What you will do: Could you write out the records exactly as they are given?
-- Opening Marker --
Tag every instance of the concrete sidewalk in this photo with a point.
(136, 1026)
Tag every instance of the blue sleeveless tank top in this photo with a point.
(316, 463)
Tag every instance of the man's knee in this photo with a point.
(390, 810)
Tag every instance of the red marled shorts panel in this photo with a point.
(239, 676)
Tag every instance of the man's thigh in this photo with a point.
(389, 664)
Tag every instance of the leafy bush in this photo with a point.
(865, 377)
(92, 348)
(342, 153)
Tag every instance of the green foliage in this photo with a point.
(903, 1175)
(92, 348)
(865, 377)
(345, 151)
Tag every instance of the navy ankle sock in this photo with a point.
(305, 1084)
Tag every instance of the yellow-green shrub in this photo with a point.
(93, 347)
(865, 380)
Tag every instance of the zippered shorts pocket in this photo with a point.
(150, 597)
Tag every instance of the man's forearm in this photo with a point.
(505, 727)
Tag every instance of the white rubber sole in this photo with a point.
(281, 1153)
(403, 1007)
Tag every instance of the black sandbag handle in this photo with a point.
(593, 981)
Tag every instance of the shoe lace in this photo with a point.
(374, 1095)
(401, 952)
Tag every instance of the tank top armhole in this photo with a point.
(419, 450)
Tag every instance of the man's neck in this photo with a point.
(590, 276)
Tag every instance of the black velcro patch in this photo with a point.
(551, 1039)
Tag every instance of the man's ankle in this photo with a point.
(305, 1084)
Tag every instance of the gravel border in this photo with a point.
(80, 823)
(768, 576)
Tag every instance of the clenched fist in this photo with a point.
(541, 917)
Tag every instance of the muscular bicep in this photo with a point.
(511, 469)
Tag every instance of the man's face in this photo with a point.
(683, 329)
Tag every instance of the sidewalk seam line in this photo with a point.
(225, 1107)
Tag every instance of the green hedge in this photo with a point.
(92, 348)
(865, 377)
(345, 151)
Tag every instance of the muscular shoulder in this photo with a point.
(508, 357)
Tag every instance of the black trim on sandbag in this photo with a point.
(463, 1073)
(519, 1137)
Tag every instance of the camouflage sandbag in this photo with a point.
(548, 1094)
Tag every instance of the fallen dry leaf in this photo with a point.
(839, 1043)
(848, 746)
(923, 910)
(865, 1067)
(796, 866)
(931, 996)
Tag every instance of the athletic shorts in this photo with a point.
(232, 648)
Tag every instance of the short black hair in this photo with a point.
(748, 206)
-- Closing Marker --
Solution to the exercise:
Tag every instance of the concrete sidewalk in this photo with a point.
(136, 1026)
Tag every instance of the blue sleeveless tank top in this photo with a point.
(316, 463)
Tag every instance of the man's knee in this photo with a point.
(390, 810)
Tag every instance of the red marled shorts panel in this photo with a point.
(239, 676)
Tag every instance of the man's thigh in this photo with a point.
(389, 664)
Tag every instance of the leafy bush in this photo with a point.
(865, 377)
(92, 348)
(342, 153)
Tag every instance of the green foliage in this photo with a point.
(903, 1175)
(92, 348)
(865, 377)
(345, 151)
Tag every instance of the navy ankle sock in this photo with a point.
(305, 1084)
Tag every instance of the yellow-green shrub in this photo with a point.
(93, 347)
(865, 380)
Tag every instance of the zippered shorts pocket in this photo with a point.
(150, 597)
Tag every instance of the man's forearm in this photo with a point.
(505, 727)
Tag every instance of the white rubber sole in this photo with a point.
(281, 1153)
(403, 1007)
Tag every instance of the black sandbag handle in this photo with a point.
(593, 981)
Tag every instance of the shoe lace in this photo with a point.
(374, 1095)
(401, 952)
Tag every instance of the tank top armhole in this photo with a point.
(419, 450)
Tag every instance of the man's neck in this photo with a point.
(590, 276)
Tag every instance of the black velcro patch in this photo with a point.
(551, 1039)
Tag every instance of the man's ankle in this photo with a point.
(305, 1084)
Tag every instance of the gravel border in this photo with a point.
(80, 823)
(768, 576)
Tag every instance of the clenched fist in this photo with a point.
(541, 917)
Tag every instance of the muscular bicep in this photo with a point.
(511, 469)
Tag every instance of the man's face in this photo with a point.
(683, 329)
Tag every instance of the sidewalk seam line in this photo with a point.
(225, 1107)
Tag every instance of the green hedge in this photo with a point.
(92, 348)
(865, 377)
(345, 151)
Tag every instance of the muscular shoulder in this photo with a point.
(508, 357)
Tag every instance of the black trim on sandbag in this photo with a point.
(463, 1073)
(519, 1137)
Tag every instance of the camouflage sandbag in this photo with a point.
(548, 1094)
Tag every instance of the fallen dry leaf in this photo with a point.
(839, 1043)
(848, 746)
(923, 910)
(865, 1067)
(796, 866)
(931, 996)
Tag every instance of the athletic shorts in this photo with a point.
(232, 648)
Tag every instance of the short black hair in this photo with a point.
(748, 206)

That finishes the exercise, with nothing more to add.